## EXERCISE DIRECTIONS
Without leaving anything out, print every line of the data.
=-=-=-=-=
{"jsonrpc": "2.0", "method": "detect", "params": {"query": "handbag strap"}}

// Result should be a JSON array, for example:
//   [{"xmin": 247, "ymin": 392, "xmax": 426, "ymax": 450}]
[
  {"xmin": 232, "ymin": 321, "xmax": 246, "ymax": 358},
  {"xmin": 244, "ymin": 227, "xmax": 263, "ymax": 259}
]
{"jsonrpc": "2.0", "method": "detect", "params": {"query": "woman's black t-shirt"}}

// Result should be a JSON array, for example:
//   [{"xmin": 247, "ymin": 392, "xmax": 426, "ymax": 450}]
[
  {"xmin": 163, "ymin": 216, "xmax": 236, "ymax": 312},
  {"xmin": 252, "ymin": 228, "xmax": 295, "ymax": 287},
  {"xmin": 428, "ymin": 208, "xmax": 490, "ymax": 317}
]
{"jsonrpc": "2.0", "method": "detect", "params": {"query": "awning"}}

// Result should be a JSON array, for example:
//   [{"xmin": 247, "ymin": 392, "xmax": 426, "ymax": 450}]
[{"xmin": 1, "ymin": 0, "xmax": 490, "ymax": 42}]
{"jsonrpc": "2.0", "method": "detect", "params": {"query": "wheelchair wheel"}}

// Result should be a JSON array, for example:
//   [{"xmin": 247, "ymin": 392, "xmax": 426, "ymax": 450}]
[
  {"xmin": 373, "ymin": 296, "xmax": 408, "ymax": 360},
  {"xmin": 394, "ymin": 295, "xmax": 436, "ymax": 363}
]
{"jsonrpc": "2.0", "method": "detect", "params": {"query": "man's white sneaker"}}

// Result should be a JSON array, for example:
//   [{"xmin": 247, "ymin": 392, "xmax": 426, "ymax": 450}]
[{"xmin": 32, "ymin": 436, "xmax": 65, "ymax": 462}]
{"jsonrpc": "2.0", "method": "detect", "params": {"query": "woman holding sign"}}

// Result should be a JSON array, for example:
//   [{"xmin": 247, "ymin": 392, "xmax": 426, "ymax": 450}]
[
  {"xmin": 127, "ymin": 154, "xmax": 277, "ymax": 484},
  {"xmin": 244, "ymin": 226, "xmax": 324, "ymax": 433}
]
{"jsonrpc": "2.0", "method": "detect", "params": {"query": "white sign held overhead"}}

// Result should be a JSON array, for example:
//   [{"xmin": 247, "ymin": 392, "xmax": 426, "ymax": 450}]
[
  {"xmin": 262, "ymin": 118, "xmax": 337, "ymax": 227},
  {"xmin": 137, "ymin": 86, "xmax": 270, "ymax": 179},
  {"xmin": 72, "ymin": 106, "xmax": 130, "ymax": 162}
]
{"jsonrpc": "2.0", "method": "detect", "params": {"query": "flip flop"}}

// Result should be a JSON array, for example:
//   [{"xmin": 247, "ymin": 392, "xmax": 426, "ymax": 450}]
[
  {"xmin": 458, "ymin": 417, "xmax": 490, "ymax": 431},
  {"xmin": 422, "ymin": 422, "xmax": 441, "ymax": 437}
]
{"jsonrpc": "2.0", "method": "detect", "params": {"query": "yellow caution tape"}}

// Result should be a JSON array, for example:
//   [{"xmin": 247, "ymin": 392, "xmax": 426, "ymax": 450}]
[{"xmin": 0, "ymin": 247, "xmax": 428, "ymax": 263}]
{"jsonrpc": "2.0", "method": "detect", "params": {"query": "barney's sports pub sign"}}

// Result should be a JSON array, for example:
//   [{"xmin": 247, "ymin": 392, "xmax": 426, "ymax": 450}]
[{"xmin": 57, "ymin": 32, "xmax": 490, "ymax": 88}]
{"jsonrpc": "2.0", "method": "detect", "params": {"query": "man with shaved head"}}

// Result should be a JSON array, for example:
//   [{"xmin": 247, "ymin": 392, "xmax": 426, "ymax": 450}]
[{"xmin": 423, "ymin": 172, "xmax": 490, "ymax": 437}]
=-=-=-=-=
## ANSWER FOR THE TASK
{"jsonrpc": "2.0", "method": "detect", "params": {"query": "handbag strap"}}

// Result should be a JSON array, for example:
//   [{"xmin": 247, "ymin": 392, "xmax": 426, "ymax": 450}]
[
  {"xmin": 232, "ymin": 321, "xmax": 246, "ymax": 358},
  {"xmin": 244, "ymin": 227, "xmax": 263, "ymax": 259}
]
{"jsonrpc": "2.0", "method": "detect", "params": {"query": "woman's black t-shirt"}}

// Result should be a JSON array, for example:
//   [{"xmin": 247, "ymin": 392, "xmax": 426, "ymax": 450}]
[
  {"xmin": 163, "ymin": 216, "xmax": 236, "ymax": 312},
  {"xmin": 252, "ymin": 228, "xmax": 295, "ymax": 287},
  {"xmin": 428, "ymin": 208, "xmax": 490, "ymax": 317}
]
{"jsonrpc": "2.0", "method": "detect", "params": {"query": "awning"}}

// Result should be a JSON array, for example:
//   [{"xmin": 247, "ymin": 392, "xmax": 426, "ymax": 450}]
[{"xmin": 1, "ymin": 0, "xmax": 490, "ymax": 42}]
{"jsonrpc": "2.0", "method": "detect", "params": {"query": "wheelchair wheel"}}

// Result should be a JSON array, for example:
//   [{"xmin": 247, "ymin": 392, "xmax": 426, "ymax": 450}]
[
  {"xmin": 373, "ymin": 296, "xmax": 408, "ymax": 360},
  {"xmin": 394, "ymin": 295, "xmax": 436, "ymax": 363}
]
{"jsonrpc": "2.0", "method": "detect", "params": {"query": "man's white sneaker"}}

// Result should be a JSON array, for example:
//   [{"xmin": 247, "ymin": 392, "xmax": 426, "ymax": 450}]
[{"xmin": 32, "ymin": 436, "xmax": 65, "ymax": 462}]
{"jsonrpc": "2.0", "method": "detect", "params": {"query": "woman holding sign"}}

// Result should be a JSON array, for example:
//   [{"xmin": 247, "ymin": 392, "xmax": 426, "ymax": 450}]
[
  {"xmin": 127, "ymin": 154, "xmax": 277, "ymax": 484},
  {"xmin": 244, "ymin": 226, "xmax": 324, "ymax": 433}
]
{"jsonrpc": "2.0", "method": "detect", "params": {"query": "white sign held overhead"}}

// Result should be a JSON array, for example:
//   [{"xmin": 247, "ymin": 392, "xmax": 426, "ymax": 450}]
[
  {"xmin": 262, "ymin": 118, "xmax": 337, "ymax": 227},
  {"xmin": 137, "ymin": 86, "xmax": 270, "ymax": 179},
  {"xmin": 72, "ymin": 106, "xmax": 130, "ymax": 162}
]
{"jsonrpc": "2.0", "method": "detect", "params": {"query": "flip flop"}}

// Result should be a JSON array, for example:
//   [{"xmin": 247, "ymin": 392, "xmax": 426, "ymax": 450}]
[
  {"xmin": 458, "ymin": 417, "xmax": 490, "ymax": 431},
  {"xmin": 422, "ymin": 422, "xmax": 441, "ymax": 437}
]
{"jsonrpc": "2.0", "method": "detect", "params": {"query": "yellow caution tape"}}

// Result should be a JSON array, for example:
//   [{"xmin": 247, "ymin": 392, "xmax": 426, "ymax": 450}]
[{"xmin": 0, "ymin": 247, "xmax": 428, "ymax": 263}]
{"jsonrpc": "2.0", "method": "detect", "params": {"query": "barney's sports pub sign"}}

// Result should be a JSON array, for example:
//   [{"xmin": 247, "ymin": 392, "xmax": 426, "ymax": 450}]
[{"xmin": 57, "ymin": 32, "xmax": 490, "ymax": 88}]
{"jsonrpc": "2.0", "method": "detect", "params": {"query": "man with shaved head"}}

// Result should be a JSON array, for example:
//   [{"xmin": 247, "ymin": 392, "xmax": 426, "ymax": 450}]
[{"xmin": 423, "ymin": 172, "xmax": 490, "ymax": 437}]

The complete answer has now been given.